▶ _ASSIGNMENT_: Exactly as written, give again the line with "Target: car bumper" and all subsequent lines through the end of the records.

(Dataset excerpts)
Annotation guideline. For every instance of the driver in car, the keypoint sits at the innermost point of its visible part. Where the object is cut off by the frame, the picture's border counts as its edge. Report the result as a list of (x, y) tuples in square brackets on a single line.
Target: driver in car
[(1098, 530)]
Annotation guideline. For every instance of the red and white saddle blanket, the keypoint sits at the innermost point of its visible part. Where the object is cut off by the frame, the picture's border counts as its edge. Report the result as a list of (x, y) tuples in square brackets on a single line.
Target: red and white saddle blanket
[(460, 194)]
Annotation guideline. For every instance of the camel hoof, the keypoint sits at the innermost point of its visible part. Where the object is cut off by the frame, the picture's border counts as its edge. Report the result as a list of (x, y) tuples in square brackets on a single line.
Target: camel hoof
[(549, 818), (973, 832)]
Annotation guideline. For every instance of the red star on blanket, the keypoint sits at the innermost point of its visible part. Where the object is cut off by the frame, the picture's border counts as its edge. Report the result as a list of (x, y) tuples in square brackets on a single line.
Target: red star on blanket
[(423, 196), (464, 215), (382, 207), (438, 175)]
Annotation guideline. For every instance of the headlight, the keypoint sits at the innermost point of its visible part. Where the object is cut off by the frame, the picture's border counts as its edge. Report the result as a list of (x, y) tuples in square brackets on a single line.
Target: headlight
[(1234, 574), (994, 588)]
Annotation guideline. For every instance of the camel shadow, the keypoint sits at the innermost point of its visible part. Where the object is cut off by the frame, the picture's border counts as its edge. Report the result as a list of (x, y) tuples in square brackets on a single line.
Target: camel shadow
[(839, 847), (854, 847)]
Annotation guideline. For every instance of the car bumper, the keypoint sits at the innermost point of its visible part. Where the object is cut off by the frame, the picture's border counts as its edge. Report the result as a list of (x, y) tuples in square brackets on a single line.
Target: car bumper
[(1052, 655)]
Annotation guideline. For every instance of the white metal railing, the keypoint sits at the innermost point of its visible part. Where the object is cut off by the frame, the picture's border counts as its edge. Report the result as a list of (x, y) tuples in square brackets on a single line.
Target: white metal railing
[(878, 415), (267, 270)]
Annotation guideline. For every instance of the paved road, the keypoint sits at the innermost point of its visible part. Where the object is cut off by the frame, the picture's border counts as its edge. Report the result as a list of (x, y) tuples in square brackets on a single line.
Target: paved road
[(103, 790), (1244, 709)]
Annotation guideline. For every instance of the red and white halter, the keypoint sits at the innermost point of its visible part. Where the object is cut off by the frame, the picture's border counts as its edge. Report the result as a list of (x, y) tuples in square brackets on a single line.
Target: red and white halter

▶ _SOLUTION BELOW_:
Target: car bumper
[(1052, 655)]
Annotation guideline. For every instance of the white metal railing, the keypoint sits at the innermost point of its visible part. Where the object is cut off by the frame, the picture's border counts as its edge. Report the result as a list of (x, y) tuples in square brackets on a single line.
Target: white metal railing
[(878, 415), (267, 270)]
Annotation guideline. For every instance of the paved road, the keypoint sits at the innermost point of its visible part. Where the object is cut off by the frame, the picture's border counts as its edge. Report the result as a list of (x, y) tuples in square brackets on a single line.
Target: paved road
[(103, 790), (1244, 709)]
Annotation guideline. For every instance of the red and white halter, the keypoint sits at the innermost point of its visible part. Where the object is cut off by the frame, the picture's border counts as its edge. Report the result as a list of (x, y) tuples in square brackets on a single line.
Target: red and white halter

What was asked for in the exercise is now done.